Go through the data underneath and copy every line exactly.

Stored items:
============================================================

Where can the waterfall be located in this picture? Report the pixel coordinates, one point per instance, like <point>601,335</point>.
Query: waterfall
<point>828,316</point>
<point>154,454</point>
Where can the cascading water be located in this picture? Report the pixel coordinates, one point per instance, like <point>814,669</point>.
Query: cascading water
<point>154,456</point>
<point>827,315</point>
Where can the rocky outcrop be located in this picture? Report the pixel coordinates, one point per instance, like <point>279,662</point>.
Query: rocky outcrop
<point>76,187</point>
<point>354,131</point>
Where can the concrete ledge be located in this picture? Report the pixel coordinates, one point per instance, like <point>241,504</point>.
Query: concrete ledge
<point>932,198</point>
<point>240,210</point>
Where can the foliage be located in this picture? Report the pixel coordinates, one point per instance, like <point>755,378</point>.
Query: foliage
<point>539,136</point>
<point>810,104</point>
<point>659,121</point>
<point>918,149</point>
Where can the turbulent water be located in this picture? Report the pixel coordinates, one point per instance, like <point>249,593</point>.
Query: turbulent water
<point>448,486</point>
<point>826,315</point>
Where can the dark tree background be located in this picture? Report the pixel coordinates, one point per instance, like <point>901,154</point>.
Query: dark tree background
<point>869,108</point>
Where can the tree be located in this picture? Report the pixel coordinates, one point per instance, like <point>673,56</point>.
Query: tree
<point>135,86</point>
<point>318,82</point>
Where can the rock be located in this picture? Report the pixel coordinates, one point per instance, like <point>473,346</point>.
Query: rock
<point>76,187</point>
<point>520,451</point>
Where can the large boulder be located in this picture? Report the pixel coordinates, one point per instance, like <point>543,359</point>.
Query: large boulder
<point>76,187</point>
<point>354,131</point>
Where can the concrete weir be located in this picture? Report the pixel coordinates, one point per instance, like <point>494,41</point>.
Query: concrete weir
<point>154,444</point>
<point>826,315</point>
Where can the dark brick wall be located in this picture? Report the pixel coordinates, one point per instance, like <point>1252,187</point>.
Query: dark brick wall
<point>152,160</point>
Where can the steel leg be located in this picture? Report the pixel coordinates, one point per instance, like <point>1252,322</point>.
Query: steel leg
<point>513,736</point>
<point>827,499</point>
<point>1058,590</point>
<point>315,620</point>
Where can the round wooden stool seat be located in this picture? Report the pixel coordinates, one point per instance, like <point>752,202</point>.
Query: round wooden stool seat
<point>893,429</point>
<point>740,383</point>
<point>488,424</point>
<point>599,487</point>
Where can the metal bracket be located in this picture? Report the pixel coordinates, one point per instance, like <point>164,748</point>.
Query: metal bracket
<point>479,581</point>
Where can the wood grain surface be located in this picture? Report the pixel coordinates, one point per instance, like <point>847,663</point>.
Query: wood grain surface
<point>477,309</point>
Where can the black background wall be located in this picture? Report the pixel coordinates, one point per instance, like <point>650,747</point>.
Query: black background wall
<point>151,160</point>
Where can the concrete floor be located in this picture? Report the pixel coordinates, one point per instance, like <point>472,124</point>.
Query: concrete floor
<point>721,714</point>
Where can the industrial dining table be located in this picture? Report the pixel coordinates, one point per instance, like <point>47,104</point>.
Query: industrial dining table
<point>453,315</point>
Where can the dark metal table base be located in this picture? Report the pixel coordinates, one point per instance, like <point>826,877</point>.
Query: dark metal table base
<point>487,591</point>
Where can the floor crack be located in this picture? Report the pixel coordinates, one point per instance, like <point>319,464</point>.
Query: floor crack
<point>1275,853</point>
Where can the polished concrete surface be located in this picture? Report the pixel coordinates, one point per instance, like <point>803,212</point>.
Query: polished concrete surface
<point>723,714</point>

============================================================

**Written response:**
Where can the waterfall be located in this picture? Report the pixel coordinates, one point per instance, like <point>601,335</point>.
Query: waterfall
<point>828,316</point>
<point>154,454</point>
Where can the cascading water be located in this picture? Report the pixel coordinates, one point per instance, like <point>814,669</point>.
Query: cascading water
<point>154,456</point>
<point>827,315</point>
Where can the rocky outcrop be located in this picture? Report the pixel coordinates, one point per instance, like <point>279,662</point>.
Query: rocky outcrop
<point>76,187</point>
<point>354,131</point>
Where can the concrete ledge be located in this picture? Report the pixel coordinates, one point per instance, like <point>241,504</point>.
Query: concrete ledge
<point>932,198</point>
<point>240,210</point>
Where can the foliage be located in this picture? Report the pixel coordinates, one point per instance, like <point>755,378</point>.
Query: foliage
<point>539,136</point>
<point>810,104</point>
<point>659,121</point>
<point>918,149</point>
Where can the turbulent water be located in this picture? Report the pixel coordinates, one point per instance, like <point>249,593</point>.
Query: turbulent water
<point>448,486</point>
<point>826,315</point>
Where can the dark tree background be located in this picture? Report the pixel coordinates, one point per instance, like <point>901,154</point>.
Query: dark tree background
<point>869,108</point>
Where can the tree be located in this picture? Report the pixel coordinates, one point per instance, like <point>673,56</point>.
Query: tree
<point>135,86</point>
<point>318,82</point>
Where can the rock be located in this picture? Report the pixel coordinates, one point per instance, like <point>473,346</point>.
Query: rock
<point>76,187</point>
<point>520,451</point>
Where can the large boulder be located in this picture? Report the pixel coordinates, one point per instance, like <point>543,359</point>.
Query: large boulder
<point>76,187</point>
<point>354,131</point>
Where can the concrete weir be located in this picture? Report the pixel coordinates, one point per instance, like <point>494,41</point>.
Query: concrete weir
<point>154,444</point>
<point>826,315</point>
Where can the dark brick wall be located in this picture? Report the pixel coordinates, one point per instance, like <point>1252,187</point>.
Query: dark brick wall
<point>152,160</point>
Where can the steel leg be located in this picture? Report the pixel coordinates, one point per instance, like <point>1252,322</point>.
Query: steel leg
<point>513,736</point>
<point>827,499</point>
<point>1058,590</point>
<point>315,620</point>
Where can the round wooden stool seat be located in this picture? Report the pixel coordinates, one point per instance, like <point>752,202</point>.
Query: round wooden stool seat
<point>893,429</point>
<point>740,383</point>
<point>488,424</point>
<point>599,487</point>
Where can the metal bracket be located in this picture? Report the pixel coordinates, one point per instance, like <point>164,748</point>.
Query: metal bracket
<point>479,581</point>
Where can the wood grain surface be located in this picture? Report the pixel coordinates, one point per instance, like <point>847,663</point>.
Query: wood grain surface
<point>477,309</point>
Where can the black background wall be located in this picture? Report the pixel coordinates, one point per instance, like <point>650,747</point>.
Query: black background wall
<point>151,160</point>
Where can the concrete floor be located in this picture? Report the pixel coordinates, one point per instance, like <point>472,124</point>.
Query: concrete floor
<point>721,714</point>
Where can the industrial dining table be located in this picture? Report the pixel coordinates, one point per instance, like <point>47,104</point>.
Query: industrial dining table
<point>453,315</point>
Where can the dark metal table base be located in this picture? Report the pixel coordinates, one point per instance, like <point>826,877</point>.
Query: dark metal table base
<point>487,591</point>
Where can the floor crack be located in this picture? Report the pixel coordinates, one point per instance, like <point>319,464</point>.
Query: floor crack
<point>1275,853</point>
Where can the polished concrete surface be located in this picture? Report the pixel coordinates, one point per instance, like <point>803,212</point>.
Query: polished concrete surface
<point>723,714</point>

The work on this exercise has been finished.